───── Data for processing

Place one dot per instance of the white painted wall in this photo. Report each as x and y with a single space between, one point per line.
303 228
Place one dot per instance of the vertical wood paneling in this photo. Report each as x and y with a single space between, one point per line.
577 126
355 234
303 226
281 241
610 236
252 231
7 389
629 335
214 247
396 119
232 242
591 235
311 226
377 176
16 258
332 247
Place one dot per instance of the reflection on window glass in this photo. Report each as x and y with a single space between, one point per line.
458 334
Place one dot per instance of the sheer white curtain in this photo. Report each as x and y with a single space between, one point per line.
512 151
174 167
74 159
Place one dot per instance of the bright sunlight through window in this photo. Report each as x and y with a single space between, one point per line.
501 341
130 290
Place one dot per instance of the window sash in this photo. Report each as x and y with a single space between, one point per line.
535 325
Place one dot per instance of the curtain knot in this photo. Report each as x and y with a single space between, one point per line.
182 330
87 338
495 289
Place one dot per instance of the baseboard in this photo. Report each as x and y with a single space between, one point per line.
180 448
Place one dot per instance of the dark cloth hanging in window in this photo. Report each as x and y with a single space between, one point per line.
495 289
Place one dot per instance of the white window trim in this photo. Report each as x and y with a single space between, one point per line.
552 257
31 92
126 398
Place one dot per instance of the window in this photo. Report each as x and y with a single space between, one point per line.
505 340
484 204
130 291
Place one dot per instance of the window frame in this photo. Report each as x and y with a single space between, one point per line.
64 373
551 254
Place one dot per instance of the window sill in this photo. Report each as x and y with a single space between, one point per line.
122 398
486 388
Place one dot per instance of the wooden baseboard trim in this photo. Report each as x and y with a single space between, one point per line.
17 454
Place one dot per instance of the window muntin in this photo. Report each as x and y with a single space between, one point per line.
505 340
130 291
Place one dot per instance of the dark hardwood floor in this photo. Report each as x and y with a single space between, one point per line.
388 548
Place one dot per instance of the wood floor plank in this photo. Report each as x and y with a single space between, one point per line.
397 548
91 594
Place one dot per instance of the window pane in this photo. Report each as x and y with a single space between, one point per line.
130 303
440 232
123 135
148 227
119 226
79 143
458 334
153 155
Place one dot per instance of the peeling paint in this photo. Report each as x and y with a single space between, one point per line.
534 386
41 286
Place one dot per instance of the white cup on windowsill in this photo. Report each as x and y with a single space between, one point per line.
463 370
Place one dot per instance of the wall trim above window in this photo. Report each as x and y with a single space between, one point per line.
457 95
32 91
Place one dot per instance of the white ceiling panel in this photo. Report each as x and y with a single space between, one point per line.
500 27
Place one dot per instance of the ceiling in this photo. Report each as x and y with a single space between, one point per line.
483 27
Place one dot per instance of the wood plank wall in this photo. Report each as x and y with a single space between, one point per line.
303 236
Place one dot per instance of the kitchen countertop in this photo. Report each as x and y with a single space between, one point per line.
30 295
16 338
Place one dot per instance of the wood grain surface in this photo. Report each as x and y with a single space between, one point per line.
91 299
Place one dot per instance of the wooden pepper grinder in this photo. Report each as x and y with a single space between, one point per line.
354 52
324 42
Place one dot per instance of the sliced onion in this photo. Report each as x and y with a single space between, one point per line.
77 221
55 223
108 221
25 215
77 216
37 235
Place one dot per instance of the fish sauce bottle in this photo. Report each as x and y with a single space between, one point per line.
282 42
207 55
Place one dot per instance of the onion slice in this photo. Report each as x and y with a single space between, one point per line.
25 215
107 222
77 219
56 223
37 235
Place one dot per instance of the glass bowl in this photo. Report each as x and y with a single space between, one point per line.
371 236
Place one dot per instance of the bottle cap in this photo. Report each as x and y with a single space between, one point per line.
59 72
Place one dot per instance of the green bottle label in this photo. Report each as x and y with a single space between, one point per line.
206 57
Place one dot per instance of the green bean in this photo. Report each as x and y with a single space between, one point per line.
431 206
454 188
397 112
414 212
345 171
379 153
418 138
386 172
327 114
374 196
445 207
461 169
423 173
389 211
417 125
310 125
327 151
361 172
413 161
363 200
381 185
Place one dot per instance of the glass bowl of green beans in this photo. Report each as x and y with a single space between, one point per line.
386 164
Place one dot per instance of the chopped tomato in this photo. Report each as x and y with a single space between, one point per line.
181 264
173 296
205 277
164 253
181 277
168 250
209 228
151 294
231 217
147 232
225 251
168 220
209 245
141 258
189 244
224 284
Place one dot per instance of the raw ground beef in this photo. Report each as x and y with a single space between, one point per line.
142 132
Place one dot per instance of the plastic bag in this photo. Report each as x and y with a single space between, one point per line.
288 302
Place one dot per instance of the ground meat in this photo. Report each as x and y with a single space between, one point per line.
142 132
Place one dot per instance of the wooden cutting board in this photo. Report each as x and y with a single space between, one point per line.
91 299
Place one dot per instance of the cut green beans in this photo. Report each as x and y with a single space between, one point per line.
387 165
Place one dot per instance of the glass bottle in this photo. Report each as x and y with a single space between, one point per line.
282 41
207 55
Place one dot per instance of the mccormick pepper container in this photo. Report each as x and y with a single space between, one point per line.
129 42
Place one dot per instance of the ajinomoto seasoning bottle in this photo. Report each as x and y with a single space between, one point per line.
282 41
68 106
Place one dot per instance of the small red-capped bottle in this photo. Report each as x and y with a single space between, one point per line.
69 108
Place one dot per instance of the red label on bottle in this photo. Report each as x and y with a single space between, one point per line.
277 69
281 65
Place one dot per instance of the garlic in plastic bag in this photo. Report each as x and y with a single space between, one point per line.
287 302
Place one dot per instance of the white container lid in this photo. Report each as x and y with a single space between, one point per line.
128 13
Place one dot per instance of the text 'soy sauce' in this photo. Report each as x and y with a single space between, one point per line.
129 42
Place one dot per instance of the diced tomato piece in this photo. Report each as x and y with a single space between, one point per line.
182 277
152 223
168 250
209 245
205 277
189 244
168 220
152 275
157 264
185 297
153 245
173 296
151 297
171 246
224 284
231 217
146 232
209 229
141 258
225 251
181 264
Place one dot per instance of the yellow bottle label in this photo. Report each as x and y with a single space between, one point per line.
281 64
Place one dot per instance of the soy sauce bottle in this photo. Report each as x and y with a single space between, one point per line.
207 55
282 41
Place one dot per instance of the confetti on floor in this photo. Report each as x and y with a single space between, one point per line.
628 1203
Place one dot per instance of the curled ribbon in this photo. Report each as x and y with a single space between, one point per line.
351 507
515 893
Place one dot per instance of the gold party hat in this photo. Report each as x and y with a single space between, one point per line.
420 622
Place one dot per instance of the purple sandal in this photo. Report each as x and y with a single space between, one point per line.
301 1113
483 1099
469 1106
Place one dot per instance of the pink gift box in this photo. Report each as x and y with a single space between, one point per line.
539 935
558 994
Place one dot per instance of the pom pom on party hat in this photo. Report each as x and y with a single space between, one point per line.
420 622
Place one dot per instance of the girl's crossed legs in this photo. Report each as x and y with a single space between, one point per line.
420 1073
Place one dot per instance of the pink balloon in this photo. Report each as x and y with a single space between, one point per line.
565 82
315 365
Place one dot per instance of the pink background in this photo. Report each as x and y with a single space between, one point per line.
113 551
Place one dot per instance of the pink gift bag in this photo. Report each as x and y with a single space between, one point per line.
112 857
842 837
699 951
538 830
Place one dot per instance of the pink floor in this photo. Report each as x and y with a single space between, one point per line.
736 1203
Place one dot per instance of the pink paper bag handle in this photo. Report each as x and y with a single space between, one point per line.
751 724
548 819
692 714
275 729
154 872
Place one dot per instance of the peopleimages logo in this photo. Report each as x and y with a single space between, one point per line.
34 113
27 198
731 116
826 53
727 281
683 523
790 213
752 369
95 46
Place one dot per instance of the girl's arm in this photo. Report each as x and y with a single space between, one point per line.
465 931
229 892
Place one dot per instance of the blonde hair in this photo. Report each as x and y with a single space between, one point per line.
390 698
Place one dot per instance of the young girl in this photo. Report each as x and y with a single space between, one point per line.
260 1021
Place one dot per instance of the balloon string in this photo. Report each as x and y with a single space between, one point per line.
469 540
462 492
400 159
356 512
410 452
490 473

──────────

### Task item
Output, exactly and with no other text, the line that contains "Place one dot per instance of the girl's arm" and all lines from there to the end of the records.

### Task result
Place one dot per instance of the girl's arm in this photo. Report each as x and y with a single space between, one point per line.
465 931
229 892
Place one dot per instance of the blonde hair in this photo. Report each as x and y with a single space between, one point per line.
390 698
Place one dot per instance of the young girl in this photo. Report each as x and y with a single space between, one point per line.
260 1021
Place one dot per instance of the balloon string in this photo. Report each as x and y with a single space between, one point per line.
469 540
462 492
400 159
356 512
410 452
490 473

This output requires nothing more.